■ WHAT YOU HAVE TO DO
Could you copy out every one of the entries below line for line, changing nothing?

■ INPUT RECORDS
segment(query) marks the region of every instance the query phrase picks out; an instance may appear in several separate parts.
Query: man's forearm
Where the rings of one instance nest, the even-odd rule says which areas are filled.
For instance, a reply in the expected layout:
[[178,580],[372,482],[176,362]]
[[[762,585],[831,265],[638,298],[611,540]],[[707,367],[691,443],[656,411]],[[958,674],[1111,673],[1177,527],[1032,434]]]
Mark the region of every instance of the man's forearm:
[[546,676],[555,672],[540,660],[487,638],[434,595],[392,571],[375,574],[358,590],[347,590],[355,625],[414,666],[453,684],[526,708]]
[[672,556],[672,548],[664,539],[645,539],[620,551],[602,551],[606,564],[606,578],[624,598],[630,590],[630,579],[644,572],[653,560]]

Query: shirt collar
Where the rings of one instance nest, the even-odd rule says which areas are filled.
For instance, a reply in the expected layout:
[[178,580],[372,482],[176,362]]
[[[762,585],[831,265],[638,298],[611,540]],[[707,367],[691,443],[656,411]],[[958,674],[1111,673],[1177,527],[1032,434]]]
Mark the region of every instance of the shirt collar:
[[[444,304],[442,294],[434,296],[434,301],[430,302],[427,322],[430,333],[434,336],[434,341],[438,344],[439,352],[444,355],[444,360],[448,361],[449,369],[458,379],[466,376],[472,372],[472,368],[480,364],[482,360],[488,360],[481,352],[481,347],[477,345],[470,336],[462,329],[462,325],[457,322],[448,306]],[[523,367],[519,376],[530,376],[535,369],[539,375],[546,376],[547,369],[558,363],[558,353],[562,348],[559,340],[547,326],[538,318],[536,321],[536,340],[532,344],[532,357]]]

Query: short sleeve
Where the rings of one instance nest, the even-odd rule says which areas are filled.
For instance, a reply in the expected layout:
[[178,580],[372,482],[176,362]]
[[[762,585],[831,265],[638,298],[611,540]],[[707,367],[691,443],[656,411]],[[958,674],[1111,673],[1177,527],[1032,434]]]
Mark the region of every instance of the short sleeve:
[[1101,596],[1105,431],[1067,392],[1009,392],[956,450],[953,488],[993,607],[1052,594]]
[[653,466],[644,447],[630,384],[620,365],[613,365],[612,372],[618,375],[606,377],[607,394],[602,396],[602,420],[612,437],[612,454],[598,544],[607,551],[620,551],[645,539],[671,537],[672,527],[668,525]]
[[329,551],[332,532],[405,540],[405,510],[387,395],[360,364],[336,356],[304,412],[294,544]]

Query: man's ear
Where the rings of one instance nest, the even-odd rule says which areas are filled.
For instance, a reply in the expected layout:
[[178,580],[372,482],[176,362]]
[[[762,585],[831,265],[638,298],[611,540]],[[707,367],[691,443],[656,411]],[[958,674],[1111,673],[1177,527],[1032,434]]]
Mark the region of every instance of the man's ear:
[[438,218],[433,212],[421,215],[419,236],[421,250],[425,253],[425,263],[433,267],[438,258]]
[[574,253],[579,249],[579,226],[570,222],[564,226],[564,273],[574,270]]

■ REPLY TO THE EXERCISE
segment(query) marks the region of every instance the query phrase picks out; an instance may appear in several separate parts.
Query: man's forearm
Where the rings of one instance nest, the even-odd rule says which areas are filled.
For instance, a reply in the expected layout:
[[178,580],[372,482],[176,362]]
[[[762,585],[831,265],[638,298],[611,540]],[[707,367],[691,443],[656,411]],[[958,674],[1111,673],[1177,527],[1032,434]]]
Mark the region of every instance of the man's forearm:
[[546,676],[555,672],[540,660],[487,638],[434,595],[392,571],[375,574],[358,590],[347,590],[355,625],[414,666],[453,684],[526,708]]
[[672,556],[672,548],[664,539],[645,539],[620,551],[602,551],[606,564],[606,578],[624,598],[630,590],[630,579],[644,572],[653,560]]

Query: shirt collar
Where the rings of one instance nest, the even-odd rule says which areas are filled.
For instance, a reply in the expected layout:
[[178,580],[372,482],[176,362]]
[[[762,585],[831,265],[638,298],[611,540]],[[707,367],[691,443],[656,411]],[[958,674],[1111,673],[1177,527],[1032,434]]]
Mark the region of every instance of the shirt collar:
[[[444,304],[442,294],[434,296],[434,301],[430,302],[427,322],[430,333],[434,336],[434,341],[438,344],[439,352],[444,355],[444,360],[448,361],[449,369],[458,379],[466,376],[472,372],[472,368],[480,364],[482,360],[488,360],[481,352],[481,347],[477,345],[470,336],[462,329],[462,325],[457,322],[448,306]],[[523,367],[519,376],[530,376],[535,369],[539,375],[546,376],[547,369],[558,363],[558,353],[562,348],[559,340],[547,326],[538,318],[536,321],[536,340],[532,344],[532,357]]]

Query: short sleeve
Where the rings of one instance nest, the even-odd rule says which areas are filled.
For instance, a reply in the expected layout:
[[178,580],[372,482],[176,362]]
[[[762,585],[831,265],[638,298],[611,540]],[[707,367],[691,443],[656,411]],[[958,674],[1111,673],[1177,527],[1032,434]]]
Mark the region of every instance of the short sleeve:
[[1101,596],[1105,431],[1067,392],[1009,392],[956,450],[953,488],[993,607],[1052,594]]
[[653,466],[644,447],[630,384],[620,365],[613,365],[612,372],[618,375],[606,377],[607,394],[602,396],[602,420],[612,437],[612,454],[598,544],[607,551],[620,551],[645,539],[671,537],[672,527],[668,525]]
[[329,551],[332,532],[405,540],[405,510],[387,395],[360,364],[336,356],[304,412],[294,544]]

Query: man's ear
Where the rings of one instance nest, the even-odd rule says which areas are filled.
For instance, a reply in the expected layout:
[[178,580],[372,482],[176,362]]
[[[762,585],[831,265],[638,298],[611,540]],[[707,367],[691,443],[656,411]],[[958,674],[1111,673],[1177,527],[1032,434]]]
Mark the region of every instance of the man's ear:
[[438,218],[433,212],[421,215],[419,236],[421,250],[425,253],[425,263],[433,267],[438,258]]
[[574,253],[579,249],[579,226],[570,222],[564,226],[564,273],[574,270]]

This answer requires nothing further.